→ **GIVEN EXERCISE A**
Translate this sentence from the review of Empire Families into Spanish: "In 1982 historian Paul Kennedy asked why and how the British Empire lasted so long."
→ **GIVEN EXERCISE B**
According to the review of Empire Families, who wrote the book Empire Families: Britons and Late Imperial India?

→ **EXCERPTED TEXT**
==*==
Families: Britons and Late Imperial India
In 1982 historian Paul Kennedy asked why and how the British Empire lasted so long. It was a welcome break from historians’ long-standing preoccupation with tracing the first signs and causes of the Empire’s decline and fall, for if there lingered in Kennedy’s resulting essay a whiff of the forensic, the question was no longer so much that of the causes of death as that of the remarkable resilience of the departed. It may not have denoted, in the last analysis, a much more charitable view of the Empire than that propounded by declinist historiography, but it did open up a new field of inquiry—not into the causes of either imperial expansion or imperial contraction, but into what kept the Empire ticking over. Elizabeth Buettner’s book, Empire Families: Britons and Late Imperial India, appears as an original contribution to this under-developed field.
==*==
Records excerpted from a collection
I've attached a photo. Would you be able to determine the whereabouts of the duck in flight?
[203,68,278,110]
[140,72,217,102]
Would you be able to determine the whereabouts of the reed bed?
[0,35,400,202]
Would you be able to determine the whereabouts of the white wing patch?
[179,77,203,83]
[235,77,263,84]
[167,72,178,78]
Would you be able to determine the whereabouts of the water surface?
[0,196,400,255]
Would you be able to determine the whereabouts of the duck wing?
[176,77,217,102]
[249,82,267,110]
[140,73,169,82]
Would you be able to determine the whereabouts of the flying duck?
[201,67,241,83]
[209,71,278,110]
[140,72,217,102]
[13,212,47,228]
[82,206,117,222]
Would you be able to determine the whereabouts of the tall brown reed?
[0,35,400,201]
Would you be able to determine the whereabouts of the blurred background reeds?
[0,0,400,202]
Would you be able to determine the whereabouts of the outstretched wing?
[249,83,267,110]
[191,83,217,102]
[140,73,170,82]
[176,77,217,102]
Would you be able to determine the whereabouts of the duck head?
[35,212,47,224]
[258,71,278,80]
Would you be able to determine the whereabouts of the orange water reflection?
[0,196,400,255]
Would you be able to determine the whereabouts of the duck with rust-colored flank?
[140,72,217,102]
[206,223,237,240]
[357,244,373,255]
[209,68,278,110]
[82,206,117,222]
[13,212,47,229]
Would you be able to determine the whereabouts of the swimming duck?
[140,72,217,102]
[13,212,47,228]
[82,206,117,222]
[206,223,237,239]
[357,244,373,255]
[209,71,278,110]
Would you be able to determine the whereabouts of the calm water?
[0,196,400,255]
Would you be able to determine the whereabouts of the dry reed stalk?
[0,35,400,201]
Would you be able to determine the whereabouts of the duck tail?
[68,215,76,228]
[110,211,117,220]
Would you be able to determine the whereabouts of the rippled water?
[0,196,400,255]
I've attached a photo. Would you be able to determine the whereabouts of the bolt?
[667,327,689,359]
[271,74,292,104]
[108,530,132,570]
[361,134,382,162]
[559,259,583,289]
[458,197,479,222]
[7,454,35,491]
==*==
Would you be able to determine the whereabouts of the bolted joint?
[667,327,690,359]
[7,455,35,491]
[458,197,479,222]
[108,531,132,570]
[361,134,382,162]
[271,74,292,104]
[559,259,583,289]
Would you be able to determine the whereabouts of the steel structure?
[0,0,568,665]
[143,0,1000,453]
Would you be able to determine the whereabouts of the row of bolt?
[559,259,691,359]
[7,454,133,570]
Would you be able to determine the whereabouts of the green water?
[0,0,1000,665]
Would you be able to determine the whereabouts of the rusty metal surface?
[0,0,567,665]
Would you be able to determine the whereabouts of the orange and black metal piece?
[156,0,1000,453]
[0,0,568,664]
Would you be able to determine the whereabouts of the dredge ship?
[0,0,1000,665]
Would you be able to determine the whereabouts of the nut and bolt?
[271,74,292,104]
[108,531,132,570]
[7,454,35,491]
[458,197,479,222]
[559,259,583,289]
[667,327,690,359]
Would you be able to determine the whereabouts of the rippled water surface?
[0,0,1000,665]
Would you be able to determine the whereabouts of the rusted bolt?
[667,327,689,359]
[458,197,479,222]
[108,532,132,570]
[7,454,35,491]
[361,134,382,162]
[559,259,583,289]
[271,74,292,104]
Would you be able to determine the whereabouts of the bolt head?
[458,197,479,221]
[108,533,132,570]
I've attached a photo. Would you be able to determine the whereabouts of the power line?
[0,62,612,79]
==*==
→ **EXERCISE SOLUTION A**
En 1982, el historiador Paul Kennedy se preguntó por qué y cómo el Imperio británico duró tanto tiempo.

→ **EXERCISE SOLUTION B**
Elizabeth Buettner